#### Records for the task ####

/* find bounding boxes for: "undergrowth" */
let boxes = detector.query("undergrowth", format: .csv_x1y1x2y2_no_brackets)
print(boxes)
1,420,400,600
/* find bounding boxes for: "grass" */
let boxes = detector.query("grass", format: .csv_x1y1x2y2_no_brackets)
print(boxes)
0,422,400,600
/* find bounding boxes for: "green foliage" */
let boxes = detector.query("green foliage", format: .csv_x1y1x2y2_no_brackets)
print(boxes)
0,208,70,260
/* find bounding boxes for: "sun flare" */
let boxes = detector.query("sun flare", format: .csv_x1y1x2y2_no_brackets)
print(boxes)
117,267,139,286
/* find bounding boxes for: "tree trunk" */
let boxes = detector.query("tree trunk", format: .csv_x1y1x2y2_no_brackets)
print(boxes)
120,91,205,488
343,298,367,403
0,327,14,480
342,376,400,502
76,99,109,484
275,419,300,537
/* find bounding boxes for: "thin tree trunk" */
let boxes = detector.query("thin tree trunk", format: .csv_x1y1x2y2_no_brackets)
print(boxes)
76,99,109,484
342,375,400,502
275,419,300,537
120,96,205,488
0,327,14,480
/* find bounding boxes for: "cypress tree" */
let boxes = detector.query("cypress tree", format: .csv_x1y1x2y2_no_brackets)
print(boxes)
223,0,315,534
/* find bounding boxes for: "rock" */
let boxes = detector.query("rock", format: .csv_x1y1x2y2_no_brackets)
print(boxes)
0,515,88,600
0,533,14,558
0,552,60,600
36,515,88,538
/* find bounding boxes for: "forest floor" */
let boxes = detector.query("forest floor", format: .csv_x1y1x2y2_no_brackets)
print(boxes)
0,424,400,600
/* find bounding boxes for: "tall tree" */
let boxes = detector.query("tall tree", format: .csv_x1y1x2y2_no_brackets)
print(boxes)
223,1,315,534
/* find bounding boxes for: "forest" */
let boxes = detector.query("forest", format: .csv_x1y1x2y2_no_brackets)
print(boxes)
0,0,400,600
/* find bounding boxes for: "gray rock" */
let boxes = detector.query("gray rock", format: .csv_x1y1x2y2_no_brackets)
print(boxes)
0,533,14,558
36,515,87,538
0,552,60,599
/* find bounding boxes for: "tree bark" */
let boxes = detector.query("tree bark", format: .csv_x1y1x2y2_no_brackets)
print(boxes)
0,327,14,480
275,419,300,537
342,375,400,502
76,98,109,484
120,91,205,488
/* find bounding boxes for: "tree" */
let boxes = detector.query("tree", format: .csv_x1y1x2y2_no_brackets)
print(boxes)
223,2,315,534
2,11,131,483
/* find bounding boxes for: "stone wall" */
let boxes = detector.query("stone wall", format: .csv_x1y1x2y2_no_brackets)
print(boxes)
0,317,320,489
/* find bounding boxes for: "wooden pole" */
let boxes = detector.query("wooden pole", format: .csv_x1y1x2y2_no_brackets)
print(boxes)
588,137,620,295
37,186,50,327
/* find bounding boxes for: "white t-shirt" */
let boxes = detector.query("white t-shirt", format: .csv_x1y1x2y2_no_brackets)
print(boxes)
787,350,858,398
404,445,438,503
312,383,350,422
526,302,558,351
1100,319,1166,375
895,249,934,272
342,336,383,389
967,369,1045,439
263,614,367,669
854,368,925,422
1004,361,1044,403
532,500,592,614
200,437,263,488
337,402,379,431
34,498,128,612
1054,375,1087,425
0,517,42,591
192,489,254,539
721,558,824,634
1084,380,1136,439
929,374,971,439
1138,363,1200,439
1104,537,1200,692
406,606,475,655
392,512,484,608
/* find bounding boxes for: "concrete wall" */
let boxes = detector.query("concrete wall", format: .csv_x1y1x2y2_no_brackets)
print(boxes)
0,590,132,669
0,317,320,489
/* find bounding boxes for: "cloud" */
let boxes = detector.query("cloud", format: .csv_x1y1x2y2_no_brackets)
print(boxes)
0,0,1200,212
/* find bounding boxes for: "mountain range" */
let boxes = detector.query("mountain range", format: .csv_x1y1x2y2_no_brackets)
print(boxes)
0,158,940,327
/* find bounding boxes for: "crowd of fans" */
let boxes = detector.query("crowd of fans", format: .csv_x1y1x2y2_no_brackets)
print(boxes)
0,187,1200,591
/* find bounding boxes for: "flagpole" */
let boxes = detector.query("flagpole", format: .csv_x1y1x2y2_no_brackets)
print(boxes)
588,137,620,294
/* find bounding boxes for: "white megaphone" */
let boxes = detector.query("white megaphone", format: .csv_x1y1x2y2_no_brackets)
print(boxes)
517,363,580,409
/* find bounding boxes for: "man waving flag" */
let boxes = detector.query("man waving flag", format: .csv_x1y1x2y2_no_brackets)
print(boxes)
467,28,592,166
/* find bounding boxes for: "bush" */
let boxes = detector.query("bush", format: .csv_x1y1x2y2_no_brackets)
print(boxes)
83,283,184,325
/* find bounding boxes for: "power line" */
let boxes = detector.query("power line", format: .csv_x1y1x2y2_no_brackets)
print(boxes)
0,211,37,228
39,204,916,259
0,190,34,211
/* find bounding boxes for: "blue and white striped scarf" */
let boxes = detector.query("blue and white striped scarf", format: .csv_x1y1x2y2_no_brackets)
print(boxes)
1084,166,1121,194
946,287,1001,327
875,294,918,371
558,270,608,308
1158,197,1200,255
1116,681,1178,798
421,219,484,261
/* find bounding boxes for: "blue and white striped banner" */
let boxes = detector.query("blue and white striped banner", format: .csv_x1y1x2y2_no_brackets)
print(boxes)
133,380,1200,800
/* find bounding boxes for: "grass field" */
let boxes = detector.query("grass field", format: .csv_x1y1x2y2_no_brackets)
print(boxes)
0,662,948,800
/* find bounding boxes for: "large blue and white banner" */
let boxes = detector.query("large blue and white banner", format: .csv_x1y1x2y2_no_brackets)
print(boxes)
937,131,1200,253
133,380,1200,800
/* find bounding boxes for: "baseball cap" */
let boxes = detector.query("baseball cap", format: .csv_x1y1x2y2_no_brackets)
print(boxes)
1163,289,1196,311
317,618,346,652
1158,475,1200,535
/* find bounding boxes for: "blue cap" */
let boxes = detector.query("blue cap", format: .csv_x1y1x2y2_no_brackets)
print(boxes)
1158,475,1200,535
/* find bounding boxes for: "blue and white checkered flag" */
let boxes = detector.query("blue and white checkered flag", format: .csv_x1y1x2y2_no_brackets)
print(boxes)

####

**Description of the task:**
Write out the records verbatim, starting at the first line of the records and ending at the line that contains "0,208,70,260", with both of those lines included.

**Response:**
/* find bounding boxes for: "undergrowth" */
let boxes = detector.query("undergrowth", format: .csv_x1y1x2y2_no_brackets)
print(boxes)
1,420,400,600
/* find bounding boxes for: "grass" */
let boxes = detector.query("grass", format: .csv_x1y1x2y2_no_brackets)
print(boxes)
0,422,400,600
/* find bounding boxes for: "green foliage" */
let boxes = detector.query("green foliage", format: .csv_x1y1x2y2_no_brackets)
print(boxes)
0,208,70,260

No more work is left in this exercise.